::: Text
When the full amount of the purchase price is paid, the vendor is obligated to deliver legal title to the vendee by an actual deed, and upon delivery of the deed, the vendee owns equitable
and legal title to the property.

Equitable title, for all intents and purposes, makes the purchaser the "owner" of the property. There are several "land contract friendly" states in the US, while other states make it
extremely difficult to sell or purchase real property by means of a land contract.

It is common for the installment payments of the purchase price to be similar to mortgage payments in amount and effect. The amount is often determined according to a mortgage
amortization schedule. In effect, each installment payment is partially payment of the purchase price and partially payment of interest on the unpaid purchase price. This is similar to
mortgage payments which are part repayment of the principal amount of the mortgage loan and part interest.

However, since land contracts can easily be written or modified by any seller or purchaser, you may come across any variety of repayment plans. Interest only, negative amortizations,
short balloons, extremely long amortizations just to name a few. It is therefore even more so advisable to read your contracts and consult professionals. Typical land contracts are easy
to understand and usually only make up 3-5 pages. It is not uncommon for land contracts to go UNrecorded. For several reasons the vendor or vendee may decide that the contract is
not to be recorded in the register of deeds. This does not make the contract invalid, but it does increase exposure to undesirable side effects. Contrary to common belief, a contract is
valid with only a vendors' signature, provided it is delivered and accepted by the vendee. Contracts without the vendee's signature, or without being notarized - although not
recommended- are therefore still valid and enforceable in court.
::::::
::: Supplied data
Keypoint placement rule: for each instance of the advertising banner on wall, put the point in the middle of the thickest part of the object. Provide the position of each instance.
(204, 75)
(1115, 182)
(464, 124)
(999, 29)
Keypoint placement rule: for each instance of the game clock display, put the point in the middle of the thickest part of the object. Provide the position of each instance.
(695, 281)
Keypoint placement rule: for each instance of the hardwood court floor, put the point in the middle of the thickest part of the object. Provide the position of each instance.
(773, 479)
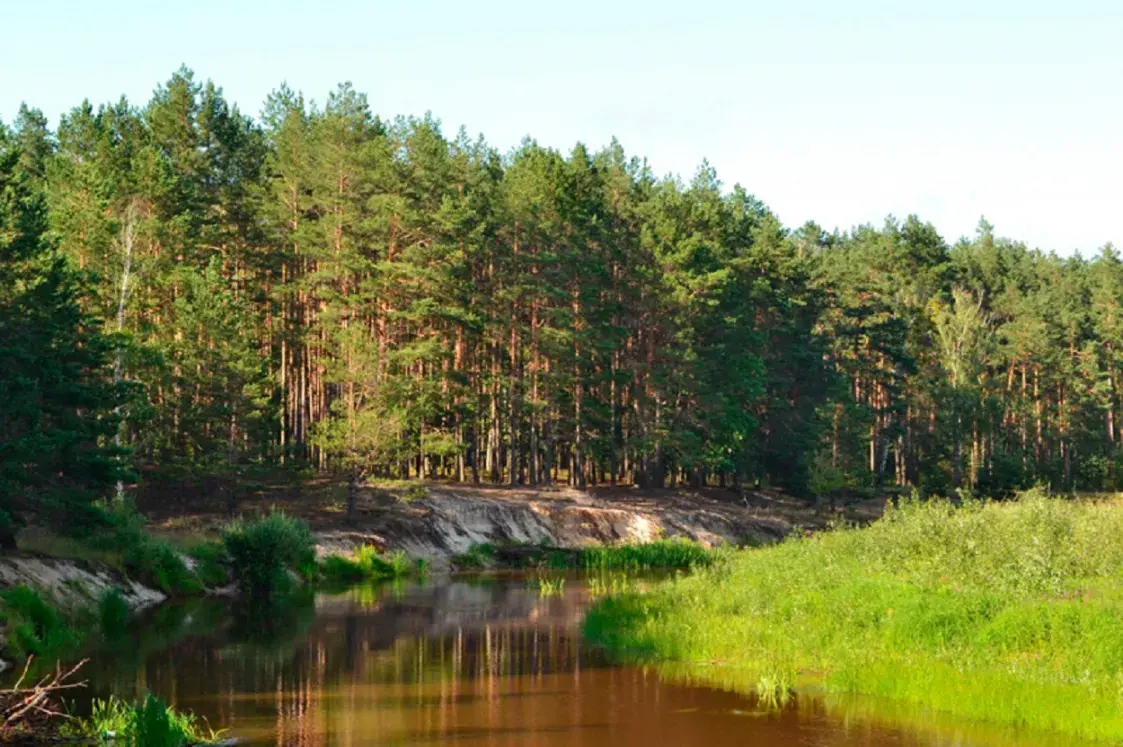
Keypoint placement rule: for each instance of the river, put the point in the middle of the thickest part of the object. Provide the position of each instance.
(460, 661)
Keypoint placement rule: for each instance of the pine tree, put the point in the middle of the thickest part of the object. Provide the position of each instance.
(57, 402)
::::::
* Written exercise 1 *
Pick out and copy each line of the entries that contains the word "floor".
* Written exercise 2 *
Carry the text on land contracts forward from its final sentence.
The text on land contracts and the entries come from unrelated sources.

* Response 1 *
Keypoint placement rule: for each instance of the hardwood court floor, put the point in the middle of the thickest part of the object. Provide the position of each instance.

* Response 2 *
Although land contracts can be used for a variety of reasons, their most common use is as a form of short-term seller financing. Usually, but not always, the date on which the full
amount of the purchase price is due will be years sooner than when the purchase price would be paid in full according to the amortization schedule. This results in the final payment
being a large "balloon" payment. Since the amount of the final payment is so large, the buyer usually obtains a conventional mortgage loan from a bank to make the final payment. Land
contracts are sometimes used by buyers who do not qualify for conventional mortgage loans offered by traditional lending institutional, for reasons of poor credit or an insufficient down
payment. Land contracts are also used when the seller is anxious to sell and the buyer is not given enough time to arrange for conventional financing. Besides the obvious reasons,
land contracts are a favorite amongst many real estate investors because of their ease of use, extreme flexibility, and fast executions.
                           LAND TRUST

A land trust is an agreement whereby one party (the trustee) agrees to hold ownership of a piece of real property for the benefit of another party (the beneficiary). Land trusts are used by
nonprofit organizations to hold conservation easements, by corporations and investment groups to compile large tracts of land, and by individuals to keep their real estate ownership
private, avoid probate and provide several other benefits.

A community or conservation land trust is an organization established to hold land and to administer use of the land according to the charter of the organization. A land trust is a useful
way to manage complex divisions of the  that people can own in real estate, and can be used to manage something as large and complex as a multi-state REIT, or as common and
small as a single-family home.

Corporations sometimes set up land trusts when they want to compile large tracts of land without arousing suspicion or alerting people to their plans (which would cause the asking
price to rise). For example, the land for Walt Disney World near Orlando Florida was put together by using many land trusts to buy smaller tracts of land.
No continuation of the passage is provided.